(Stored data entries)
# # # #
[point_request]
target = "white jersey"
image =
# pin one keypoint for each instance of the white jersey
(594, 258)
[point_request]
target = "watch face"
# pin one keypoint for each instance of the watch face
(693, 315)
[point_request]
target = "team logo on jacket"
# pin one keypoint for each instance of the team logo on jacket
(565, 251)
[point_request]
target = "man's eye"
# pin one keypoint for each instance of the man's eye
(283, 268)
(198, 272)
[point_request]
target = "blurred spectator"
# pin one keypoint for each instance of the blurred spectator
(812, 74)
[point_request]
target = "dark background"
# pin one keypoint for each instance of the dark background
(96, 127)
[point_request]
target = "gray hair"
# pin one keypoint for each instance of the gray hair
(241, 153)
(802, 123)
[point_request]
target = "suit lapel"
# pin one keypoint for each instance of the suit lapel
# # # #
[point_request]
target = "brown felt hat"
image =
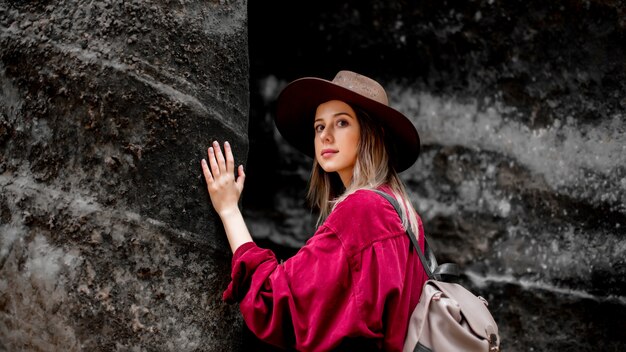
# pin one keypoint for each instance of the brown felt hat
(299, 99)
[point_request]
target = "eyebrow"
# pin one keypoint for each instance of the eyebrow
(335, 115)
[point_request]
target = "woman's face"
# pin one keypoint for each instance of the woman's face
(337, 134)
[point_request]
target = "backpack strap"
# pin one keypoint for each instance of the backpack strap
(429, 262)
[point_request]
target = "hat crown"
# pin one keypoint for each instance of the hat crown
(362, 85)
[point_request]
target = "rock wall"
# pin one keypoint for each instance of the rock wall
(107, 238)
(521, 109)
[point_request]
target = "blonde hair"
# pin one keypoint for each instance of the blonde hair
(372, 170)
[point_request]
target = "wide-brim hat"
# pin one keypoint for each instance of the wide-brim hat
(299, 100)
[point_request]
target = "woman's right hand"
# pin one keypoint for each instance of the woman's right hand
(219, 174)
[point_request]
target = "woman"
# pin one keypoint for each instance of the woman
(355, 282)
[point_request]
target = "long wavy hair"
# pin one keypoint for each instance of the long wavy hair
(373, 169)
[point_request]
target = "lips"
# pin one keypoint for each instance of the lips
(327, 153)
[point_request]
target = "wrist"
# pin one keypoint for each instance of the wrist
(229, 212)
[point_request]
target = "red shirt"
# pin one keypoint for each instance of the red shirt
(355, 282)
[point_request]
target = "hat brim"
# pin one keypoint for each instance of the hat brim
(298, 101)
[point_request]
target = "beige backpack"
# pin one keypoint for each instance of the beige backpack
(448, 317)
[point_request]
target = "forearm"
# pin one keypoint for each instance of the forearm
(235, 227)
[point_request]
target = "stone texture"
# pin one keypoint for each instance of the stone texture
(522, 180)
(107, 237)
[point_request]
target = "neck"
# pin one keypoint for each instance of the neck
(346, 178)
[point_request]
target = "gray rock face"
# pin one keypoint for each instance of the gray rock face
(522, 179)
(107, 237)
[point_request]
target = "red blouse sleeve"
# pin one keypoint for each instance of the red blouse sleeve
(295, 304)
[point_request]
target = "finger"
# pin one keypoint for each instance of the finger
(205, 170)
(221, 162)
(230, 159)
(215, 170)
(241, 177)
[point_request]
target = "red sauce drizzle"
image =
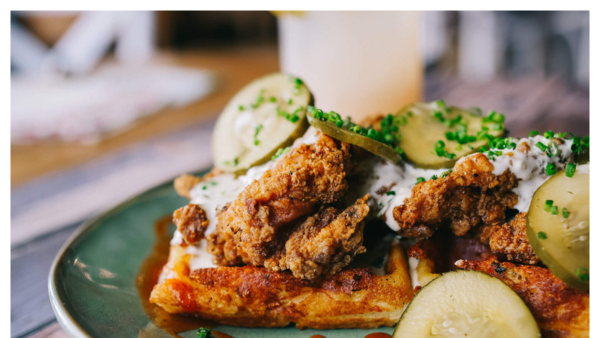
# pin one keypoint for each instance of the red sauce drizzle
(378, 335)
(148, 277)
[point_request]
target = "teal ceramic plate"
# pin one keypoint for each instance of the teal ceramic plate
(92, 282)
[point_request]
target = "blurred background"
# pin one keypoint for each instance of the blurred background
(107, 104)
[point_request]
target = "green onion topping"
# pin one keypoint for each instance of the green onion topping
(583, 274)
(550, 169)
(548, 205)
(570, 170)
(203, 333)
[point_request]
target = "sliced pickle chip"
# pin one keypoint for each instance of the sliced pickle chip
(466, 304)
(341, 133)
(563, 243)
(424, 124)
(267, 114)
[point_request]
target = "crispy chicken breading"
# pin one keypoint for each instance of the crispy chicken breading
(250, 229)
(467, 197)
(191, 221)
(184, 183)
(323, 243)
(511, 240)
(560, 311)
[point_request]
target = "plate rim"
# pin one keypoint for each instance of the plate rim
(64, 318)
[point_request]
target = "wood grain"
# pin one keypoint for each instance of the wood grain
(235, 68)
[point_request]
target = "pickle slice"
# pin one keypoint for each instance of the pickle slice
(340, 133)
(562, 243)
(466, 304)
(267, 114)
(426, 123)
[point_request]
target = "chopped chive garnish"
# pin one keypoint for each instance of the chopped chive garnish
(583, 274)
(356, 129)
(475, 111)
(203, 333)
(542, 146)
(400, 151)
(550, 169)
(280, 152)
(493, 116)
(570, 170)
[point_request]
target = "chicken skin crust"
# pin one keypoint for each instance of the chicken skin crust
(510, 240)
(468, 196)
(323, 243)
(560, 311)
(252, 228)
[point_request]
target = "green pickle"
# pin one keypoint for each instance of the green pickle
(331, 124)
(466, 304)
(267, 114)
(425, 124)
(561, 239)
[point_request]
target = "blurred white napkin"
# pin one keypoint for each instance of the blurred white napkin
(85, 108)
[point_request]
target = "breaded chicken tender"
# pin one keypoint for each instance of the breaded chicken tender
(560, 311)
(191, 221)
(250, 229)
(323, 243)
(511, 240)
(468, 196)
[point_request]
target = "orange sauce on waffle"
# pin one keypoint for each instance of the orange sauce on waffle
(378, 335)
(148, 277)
# # # #
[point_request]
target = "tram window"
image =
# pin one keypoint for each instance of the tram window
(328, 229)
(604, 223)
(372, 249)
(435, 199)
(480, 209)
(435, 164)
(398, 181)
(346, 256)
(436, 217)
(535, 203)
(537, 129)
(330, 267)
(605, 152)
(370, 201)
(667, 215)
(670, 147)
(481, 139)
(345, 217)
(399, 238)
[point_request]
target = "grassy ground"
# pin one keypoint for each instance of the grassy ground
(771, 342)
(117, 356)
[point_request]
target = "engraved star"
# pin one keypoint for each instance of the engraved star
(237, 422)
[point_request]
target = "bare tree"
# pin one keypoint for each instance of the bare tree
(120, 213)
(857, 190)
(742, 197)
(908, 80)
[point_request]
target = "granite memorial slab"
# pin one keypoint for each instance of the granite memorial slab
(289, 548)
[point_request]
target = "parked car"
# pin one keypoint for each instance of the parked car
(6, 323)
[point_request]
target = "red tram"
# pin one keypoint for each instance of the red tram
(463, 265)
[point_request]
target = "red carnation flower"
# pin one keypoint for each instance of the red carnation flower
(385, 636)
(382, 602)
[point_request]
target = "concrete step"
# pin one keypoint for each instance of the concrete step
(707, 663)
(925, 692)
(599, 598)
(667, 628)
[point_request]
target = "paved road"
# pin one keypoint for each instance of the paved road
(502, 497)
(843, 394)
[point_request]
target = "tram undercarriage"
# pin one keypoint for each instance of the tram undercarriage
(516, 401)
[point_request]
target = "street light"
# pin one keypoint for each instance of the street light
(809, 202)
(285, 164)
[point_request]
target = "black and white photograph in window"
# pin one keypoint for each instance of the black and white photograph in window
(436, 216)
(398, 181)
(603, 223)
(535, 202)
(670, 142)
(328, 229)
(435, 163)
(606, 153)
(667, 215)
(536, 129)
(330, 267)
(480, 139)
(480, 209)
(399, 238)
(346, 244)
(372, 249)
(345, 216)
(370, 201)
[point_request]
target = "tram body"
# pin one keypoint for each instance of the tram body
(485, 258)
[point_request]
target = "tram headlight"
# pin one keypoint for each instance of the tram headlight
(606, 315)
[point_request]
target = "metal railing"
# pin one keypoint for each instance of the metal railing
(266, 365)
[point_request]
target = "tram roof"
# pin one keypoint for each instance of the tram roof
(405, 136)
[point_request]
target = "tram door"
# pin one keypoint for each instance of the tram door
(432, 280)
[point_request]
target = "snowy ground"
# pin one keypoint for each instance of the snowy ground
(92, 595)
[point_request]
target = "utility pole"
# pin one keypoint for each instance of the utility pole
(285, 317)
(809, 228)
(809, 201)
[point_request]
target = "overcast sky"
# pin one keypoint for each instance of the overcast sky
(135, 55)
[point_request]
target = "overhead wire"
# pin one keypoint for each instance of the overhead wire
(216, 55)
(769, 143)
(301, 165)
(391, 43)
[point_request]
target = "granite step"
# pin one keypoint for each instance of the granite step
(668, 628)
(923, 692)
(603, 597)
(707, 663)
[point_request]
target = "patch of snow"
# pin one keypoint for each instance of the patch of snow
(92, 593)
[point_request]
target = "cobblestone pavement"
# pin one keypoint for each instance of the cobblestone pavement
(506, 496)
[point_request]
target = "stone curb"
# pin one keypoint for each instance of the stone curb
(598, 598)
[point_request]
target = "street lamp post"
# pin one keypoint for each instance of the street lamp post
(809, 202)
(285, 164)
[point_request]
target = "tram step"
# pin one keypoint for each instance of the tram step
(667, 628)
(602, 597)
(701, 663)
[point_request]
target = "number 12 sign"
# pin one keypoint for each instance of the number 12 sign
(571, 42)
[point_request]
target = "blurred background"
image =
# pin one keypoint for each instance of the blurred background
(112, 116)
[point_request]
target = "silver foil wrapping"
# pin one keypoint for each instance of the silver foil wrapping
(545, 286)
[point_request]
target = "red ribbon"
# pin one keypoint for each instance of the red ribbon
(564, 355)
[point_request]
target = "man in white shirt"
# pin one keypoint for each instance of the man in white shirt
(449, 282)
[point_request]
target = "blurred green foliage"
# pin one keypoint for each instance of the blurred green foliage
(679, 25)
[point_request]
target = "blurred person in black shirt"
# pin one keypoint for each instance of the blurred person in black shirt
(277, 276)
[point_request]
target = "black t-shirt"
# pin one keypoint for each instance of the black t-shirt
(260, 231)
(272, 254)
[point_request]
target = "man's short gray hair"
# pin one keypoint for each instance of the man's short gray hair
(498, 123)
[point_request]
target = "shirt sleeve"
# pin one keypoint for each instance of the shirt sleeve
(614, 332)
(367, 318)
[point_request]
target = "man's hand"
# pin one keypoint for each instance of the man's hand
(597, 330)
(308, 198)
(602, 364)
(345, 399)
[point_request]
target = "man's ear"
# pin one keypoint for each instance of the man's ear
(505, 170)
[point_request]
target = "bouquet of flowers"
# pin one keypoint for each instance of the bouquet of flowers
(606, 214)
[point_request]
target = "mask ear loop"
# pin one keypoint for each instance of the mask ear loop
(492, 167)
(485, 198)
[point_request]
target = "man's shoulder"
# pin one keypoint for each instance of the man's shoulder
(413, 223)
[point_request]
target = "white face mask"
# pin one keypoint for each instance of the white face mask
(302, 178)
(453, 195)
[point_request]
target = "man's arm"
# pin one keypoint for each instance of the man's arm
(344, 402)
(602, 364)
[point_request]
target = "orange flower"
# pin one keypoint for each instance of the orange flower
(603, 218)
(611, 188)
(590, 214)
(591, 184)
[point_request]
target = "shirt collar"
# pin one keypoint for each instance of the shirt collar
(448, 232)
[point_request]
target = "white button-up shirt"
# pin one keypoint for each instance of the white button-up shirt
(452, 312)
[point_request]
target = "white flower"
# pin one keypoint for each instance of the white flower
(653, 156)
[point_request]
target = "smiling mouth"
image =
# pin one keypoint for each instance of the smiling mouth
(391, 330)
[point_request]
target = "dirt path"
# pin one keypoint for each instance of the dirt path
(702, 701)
# # # #
Description of the task
Would you copy all lines in the records where the string "suit" appears?

Answer to the exercise
target = "suit lapel"
# pin one keypoint for each instance of the suit lapel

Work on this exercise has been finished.